> WHAT THE TASK REQUIRES
Retype the passage from the remote-teaching text, starting at "Finally, on a" and ending at "my week-two blog.".

Finally, on a pure tech side of things: the Avid software company granted us far more temporary ProTools Ultimate licenses than we have full versions of in the studio, allowing students to continue their work in the best manner possible. I have also recently been given some tips on avoiding the new horrible practice of “Zoom-bombing” (someone hacking into your meeting and sharing harmful content; luckily this hadn’t happened to me yet). Starting meetings with everyone in the waiting room means you have to allow each person in, and only allowing screen sharing by the host means that no one can freely post content. This can easily be toggled on-and-off via the pop-up arrow next to “share”. I have also found students to be extremely appreciative of the videos I’ve been posting on Blackboard, as discussed in my week-two blog.

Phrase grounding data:

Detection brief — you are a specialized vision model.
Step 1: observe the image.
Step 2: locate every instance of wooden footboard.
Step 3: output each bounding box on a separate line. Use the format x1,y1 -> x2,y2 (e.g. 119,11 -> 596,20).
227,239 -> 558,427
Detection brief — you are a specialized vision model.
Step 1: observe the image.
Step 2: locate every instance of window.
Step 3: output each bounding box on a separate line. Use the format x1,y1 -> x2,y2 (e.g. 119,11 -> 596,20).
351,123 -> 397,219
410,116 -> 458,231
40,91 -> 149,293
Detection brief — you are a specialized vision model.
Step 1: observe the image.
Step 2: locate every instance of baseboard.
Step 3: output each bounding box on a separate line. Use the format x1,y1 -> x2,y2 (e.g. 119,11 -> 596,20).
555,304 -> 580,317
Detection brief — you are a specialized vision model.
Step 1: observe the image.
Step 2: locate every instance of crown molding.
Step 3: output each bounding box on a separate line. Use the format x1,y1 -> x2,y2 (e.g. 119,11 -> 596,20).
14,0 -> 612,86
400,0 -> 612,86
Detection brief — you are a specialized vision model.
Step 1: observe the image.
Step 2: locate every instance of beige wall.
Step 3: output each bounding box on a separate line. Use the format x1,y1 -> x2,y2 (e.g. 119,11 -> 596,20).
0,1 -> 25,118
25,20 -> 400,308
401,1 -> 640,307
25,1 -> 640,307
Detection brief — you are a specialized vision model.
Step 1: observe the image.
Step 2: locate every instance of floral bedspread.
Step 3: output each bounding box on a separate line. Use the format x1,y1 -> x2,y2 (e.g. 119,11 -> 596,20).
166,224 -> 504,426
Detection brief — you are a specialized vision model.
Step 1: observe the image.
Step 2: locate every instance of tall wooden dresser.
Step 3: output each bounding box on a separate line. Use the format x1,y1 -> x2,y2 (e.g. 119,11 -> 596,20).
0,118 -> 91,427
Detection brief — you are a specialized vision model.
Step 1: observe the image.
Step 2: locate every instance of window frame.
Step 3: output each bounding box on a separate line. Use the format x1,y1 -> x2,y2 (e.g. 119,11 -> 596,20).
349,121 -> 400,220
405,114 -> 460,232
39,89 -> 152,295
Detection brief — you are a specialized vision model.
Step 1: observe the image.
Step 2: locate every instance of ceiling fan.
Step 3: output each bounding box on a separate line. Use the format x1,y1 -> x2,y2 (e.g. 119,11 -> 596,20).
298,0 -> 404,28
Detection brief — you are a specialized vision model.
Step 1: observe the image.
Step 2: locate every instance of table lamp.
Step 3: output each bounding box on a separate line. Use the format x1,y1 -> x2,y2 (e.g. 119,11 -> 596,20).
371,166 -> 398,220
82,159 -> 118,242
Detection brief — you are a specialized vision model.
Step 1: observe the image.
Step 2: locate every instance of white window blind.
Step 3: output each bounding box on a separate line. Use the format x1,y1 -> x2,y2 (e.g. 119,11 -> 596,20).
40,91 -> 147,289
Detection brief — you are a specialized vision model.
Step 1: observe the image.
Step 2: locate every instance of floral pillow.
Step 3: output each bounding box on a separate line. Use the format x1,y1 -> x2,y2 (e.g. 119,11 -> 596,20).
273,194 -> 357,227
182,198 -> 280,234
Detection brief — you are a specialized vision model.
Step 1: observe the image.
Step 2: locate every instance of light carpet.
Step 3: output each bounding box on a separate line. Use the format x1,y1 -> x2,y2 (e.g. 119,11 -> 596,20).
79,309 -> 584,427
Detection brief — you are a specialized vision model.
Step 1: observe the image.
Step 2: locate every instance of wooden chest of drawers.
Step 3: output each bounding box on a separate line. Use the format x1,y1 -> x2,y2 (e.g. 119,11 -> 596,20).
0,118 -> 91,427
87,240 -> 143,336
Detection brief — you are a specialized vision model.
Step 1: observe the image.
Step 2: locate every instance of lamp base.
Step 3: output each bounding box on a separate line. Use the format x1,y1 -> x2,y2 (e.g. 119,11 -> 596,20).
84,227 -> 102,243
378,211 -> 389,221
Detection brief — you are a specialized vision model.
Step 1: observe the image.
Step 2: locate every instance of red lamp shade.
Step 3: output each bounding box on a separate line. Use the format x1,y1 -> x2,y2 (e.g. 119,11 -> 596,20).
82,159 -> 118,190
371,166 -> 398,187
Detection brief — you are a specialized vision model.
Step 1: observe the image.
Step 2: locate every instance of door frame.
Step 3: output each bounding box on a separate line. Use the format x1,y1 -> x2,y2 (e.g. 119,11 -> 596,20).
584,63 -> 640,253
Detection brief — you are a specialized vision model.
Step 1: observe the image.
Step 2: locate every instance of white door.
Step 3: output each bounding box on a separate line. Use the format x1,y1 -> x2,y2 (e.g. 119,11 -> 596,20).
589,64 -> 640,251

> TASK RESULT
Finally, on a pure tech side of things: the Avid software company granted us far more temporary ProTools Ultimate licenses than we have full versions of in the studio, allowing students to continue their work in the best manner possible. I have also recently been given some tips on avoiding the new horrible practice of “Zoom-bombing” (someone hacking into your meeting and sharing harmful content; luckily this hadn’t happened to me yet). Starting meetings with everyone in the waiting room means you have to allow each person in, and only allowing screen sharing by the host means that no one can freely post content. This can easily be toggled on-and-off via the pop-up arrow next to “share”. I have also found students to be extremely appreciative of the videos I’ve been posting on Blackboard, as discussed in my week-two blog.